All records that follow are to be copied exactly, with images omitted.

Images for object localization
*** Begin section ***

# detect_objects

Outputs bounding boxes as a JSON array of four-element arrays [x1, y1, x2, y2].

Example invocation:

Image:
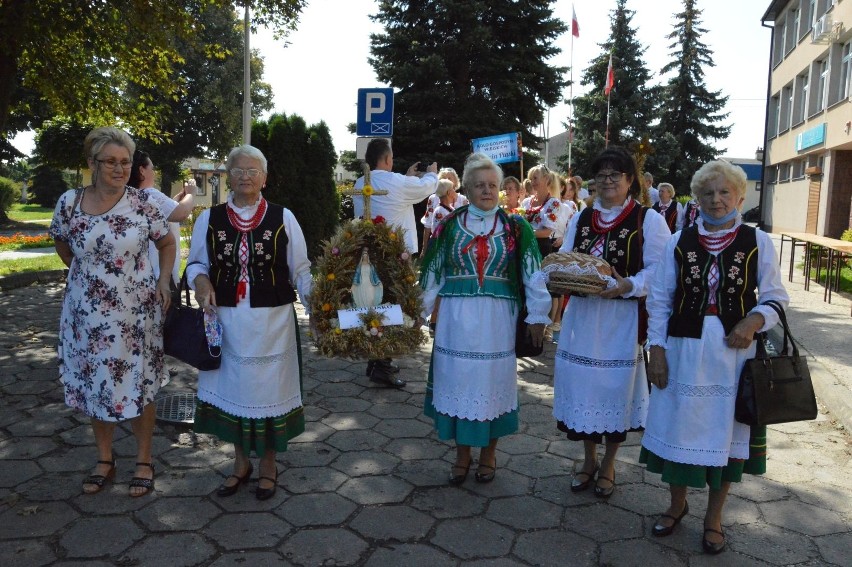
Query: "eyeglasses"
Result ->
[[594, 171, 625, 184], [229, 168, 262, 178], [96, 158, 133, 170]]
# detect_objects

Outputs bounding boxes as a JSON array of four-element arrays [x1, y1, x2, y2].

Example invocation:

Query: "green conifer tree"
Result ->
[[368, 0, 568, 175], [649, 0, 731, 191], [557, 0, 657, 177]]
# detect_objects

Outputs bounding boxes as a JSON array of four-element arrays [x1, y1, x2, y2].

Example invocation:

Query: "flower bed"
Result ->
[[0, 233, 54, 251]]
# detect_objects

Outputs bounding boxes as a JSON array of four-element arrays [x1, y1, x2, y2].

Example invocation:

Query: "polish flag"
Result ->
[[604, 53, 614, 96], [571, 5, 580, 38]]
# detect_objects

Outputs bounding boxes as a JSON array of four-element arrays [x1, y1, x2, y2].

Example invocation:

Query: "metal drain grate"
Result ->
[[155, 392, 197, 423]]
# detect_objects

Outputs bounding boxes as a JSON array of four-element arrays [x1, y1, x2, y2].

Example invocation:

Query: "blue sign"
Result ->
[[357, 88, 394, 136], [796, 123, 826, 151], [471, 132, 521, 164]]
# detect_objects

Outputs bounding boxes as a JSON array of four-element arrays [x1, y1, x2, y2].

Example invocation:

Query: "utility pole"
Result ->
[[242, 2, 251, 145]]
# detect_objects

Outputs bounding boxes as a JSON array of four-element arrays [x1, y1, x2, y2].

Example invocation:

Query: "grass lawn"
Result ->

*** End section ***

▸ Worked solution
# detect_objects

Outputs bounding boxes as a JSON array of four-element arrays [x1, y1, x2, y2].

Example invocation:

Image:
Query: "eyeglasses"
Result ->
[[594, 171, 625, 184], [229, 168, 262, 178], [96, 158, 133, 170]]
# detect_objects

Outputs bounding boxes as a JSON array of four-element arrays [x1, y1, x2, y2].

Example invocation:

Query: "green conifer tree"
Result ->
[[368, 0, 568, 175], [649, 0, 731, 191], [557, 0, 657, 177]]
# detect_objects

Outputs bounding boxes as a JSON array of four-element arrays [x1, y1, x2, y2].

Example invocation:

Query: "flower bed"
Result ->
[[0, 233, 54, 251]]
# detect_objects

Outputs bounding boxes as a JSON array of four-element arrays [x1, y1, x2, y2].

Example invocation:

Query: "polish flag"
Result ->
[[604, 53, 614, 96], [571, 5, 580, 38]]
# detect_objects

Outputs bounding boxes as a JSON array of four-element arrays [x1, y1, x2, y2].

Example invocation:

Query: "metal drain grate"
Result ->
[[155, 392, 197, 423]]
# detect_objects

Outputs bounding boxes as a JSON array of four-element arrays [x1, y1, x2, y2].

Example invocation:

Query: "blue sign"
Result ->
[[357, 88, 394, 136], [796, 123, 826, 151], [471, 132, 521, 164]]
# detect_objects

Outputs bounding boxes as a JSON array of four-element arrays [x1, y1, x2, y2].

Example invocation:

Query: "utility pole"
Result ->
[[242, 2, 251, 145]]
# detect_objects

Outputs bounding boxes as a JSON array of four-element arrays [x1, y1, x2, y2].

Example invocation:

Query: "grass lawn"
Result ->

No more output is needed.